> **What is required**
Could you put every line of the records below into a JSON list of strings, with one string per line, no blank lines, and the pictures left out?

> **Data**
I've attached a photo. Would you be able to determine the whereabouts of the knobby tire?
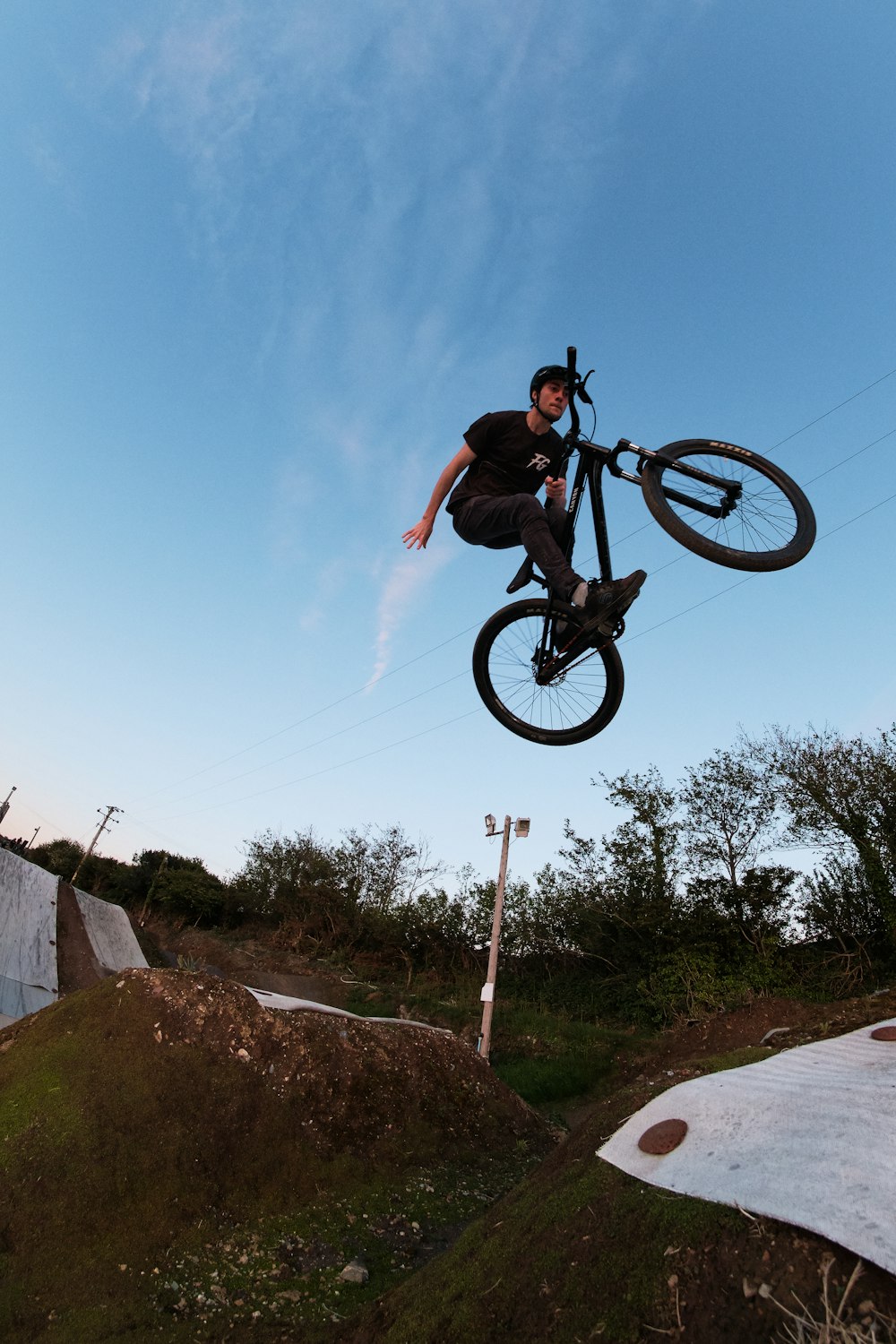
[641,438,815,572]
[473,599,625,746]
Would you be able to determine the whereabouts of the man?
[401,365,648,631]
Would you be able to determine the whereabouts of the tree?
[751,725,896,943]
[678,746,777,892]
[678,744,797,956]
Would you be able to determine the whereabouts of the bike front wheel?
[473,599,624,746]
[641,438,815,570]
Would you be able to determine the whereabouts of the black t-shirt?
[446,411,563,513]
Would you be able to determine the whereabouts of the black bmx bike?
[473,346,815,746]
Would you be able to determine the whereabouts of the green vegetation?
[30,728,896,1048]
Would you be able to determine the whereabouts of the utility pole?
[477,814,530,1059]
[0,784,16,822]
[71,806,121,887]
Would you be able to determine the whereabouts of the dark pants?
[452,495,582,601]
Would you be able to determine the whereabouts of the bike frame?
[536,346,742,682]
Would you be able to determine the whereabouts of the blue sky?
[0,0,896,892]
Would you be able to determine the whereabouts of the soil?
[0,927,896,1344]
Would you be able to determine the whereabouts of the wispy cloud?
[366,546,450,690]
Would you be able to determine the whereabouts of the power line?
[140,478,896,820]
[125,368,896,801]
[155,706,482,822]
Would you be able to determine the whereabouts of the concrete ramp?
[0,849,146,1027]
[75,889,146,975]
[0,849,59,1021]
[598,1019,896,1274]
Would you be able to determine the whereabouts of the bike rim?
[662,452,799,556]
[487,616,617,734]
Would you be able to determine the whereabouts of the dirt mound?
[337,991,896,1344]
[0,970,551,1340]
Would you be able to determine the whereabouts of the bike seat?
[506,556,532,593]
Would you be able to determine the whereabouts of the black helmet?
[530,365,570,401]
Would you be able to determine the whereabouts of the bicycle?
[473,346,815,746]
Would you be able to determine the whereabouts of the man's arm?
[401,444,476,551]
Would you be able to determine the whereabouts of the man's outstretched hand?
[401,518,433,551]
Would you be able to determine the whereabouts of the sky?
[0,0,896,886]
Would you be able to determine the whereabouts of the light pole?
[71,804,121,887]
[477,814,530,1059]
[0,784,16,822]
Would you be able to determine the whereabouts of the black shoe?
[583,570,648,634]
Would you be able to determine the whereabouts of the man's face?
[536,378,570,424]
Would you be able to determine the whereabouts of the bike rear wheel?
[473,599,625,746]
[641,438,815,570]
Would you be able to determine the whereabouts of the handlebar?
[567,346,579,438]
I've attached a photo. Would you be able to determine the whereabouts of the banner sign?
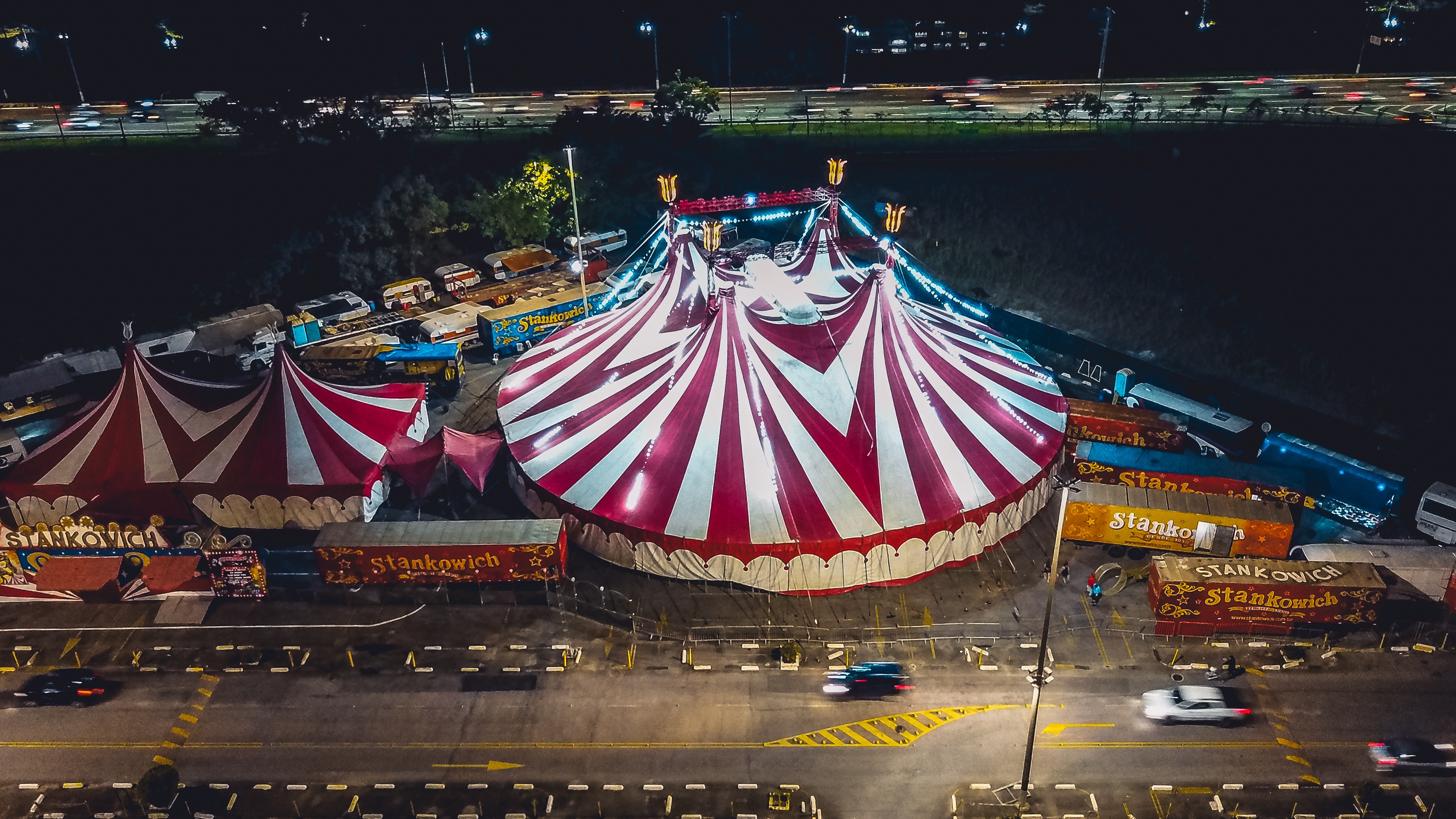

> **Complete output**
[
  "I've attached a photo. Would you be able to determine the whereabouts of the knobby tire?",
  "[641,438,815,572]",
  "[473,599,625,746]",
  "Would you be able to determine the whereabouts of the man?",
  "[401,365,648,631]",
  "Would you be able to determine the whereabouts of the tree?",
  "[751,725,896,943]",
  "[678,746,777,892]",
  "[678,744,797,956]",
  "Would you be able to determine the whereabouts of the bike front wheel?",
  "[473,599,624,746]",
  "[641,438,815,570]",
  "Would you be able to determine the whereabouts of the black t-shirt?",
  "[446,411,563,513]",
  "Would you be able to determine the whereabouts of the black bmx bike?",
  "[473,346,815,746]",
  "Would you be able to determine the whereabouts of the green vegetation?",
  "[30,728,896,1048]",
  "Would you be able to determine the whereabouts of the utility pole?",
  "[477,814,530,1059]",
  "[0,784,16,822]",
  "[71,806,121,887]",
  "Would you be able to determine the whereabouts of the dark pants?",
  "[452,495,582,601]",
  "Would you be able to determine the whereabouts of the bike frame?",
  "[536,346,742,682]",
  "Would you be able to determine the whereabouts of the blue sky?",
  "[0,0,896,892]",
  "Would you be able to determine the whereabouts of the soil?",
  "[0,927,896,1344]",
  "Would you be able to determine the whereabouts of the wispy cloud?",
  "[366,546,450,690]",
  "Would you be able to determine the whereabouts of the power line?",
  "[140,478,896,820]",
  "[125,368,896,801]",
  "[155,706,482,822]",
  "Would you be able to determine the whereabouts of the concrete ramp?",
  "[0,849,146,1027]",
  "[75,889,146,975]",
  "[0,849,59,1021]",
  "[598,1019,896,1274]",
  "Would you be able to determine the whereabouts of the bike rim?",
  "[662,452,799,556]",
  "[487,616,617,734]",
  "Would you be able to determine the whereabouts of the dirt mound?",
  "[337,991,896,1344]",
  "[0,970,551,1340]",
  "Would you be able to determine the whereabouts of the bike seat?",
  "[506,556,532,593]",
  "Would you be able to determine the whereabouts of the black helmet?",
  "[530,365,570,401]",
  "Would you be able to determine the whereabouts of the bicycle?",
  "[473,346,815,746]",
  "Would you be able to determine the whereabouts of the man's arm?",
  "[401,444,476,551]",
  "Would you be able to determine the whereabouts of the man's outstretched hand?",
  "[401,518,433,551]",
  "Would you be able to determine the whereabouts of the sky?",
  "[0,0,896,886]",
  "Would you be able to determine the whereabouts of the light pole?",
  "[71,804,121,887]",
  "[477,814,530,1059]",
  "[0,784,16,822]",
  "Would you be able to determine the whereabouts of the black shoe?",
  "[583,570,648,634]",
  "Would you be able to determine the whereabouts of the man's face?",
  "[536,378,570,424]",
  "Would you be able to determine the whereabouts of the bike rear wheel?",
  "[473,599,625,746]",
  "[641,438,815,570]",
  "Would you be able to determine the whereabouts of the handlebar?",
  "[567,346,579,438]",
  "I've attached a photo. Would you be able to determine the whereabouts of the banner sign?"
]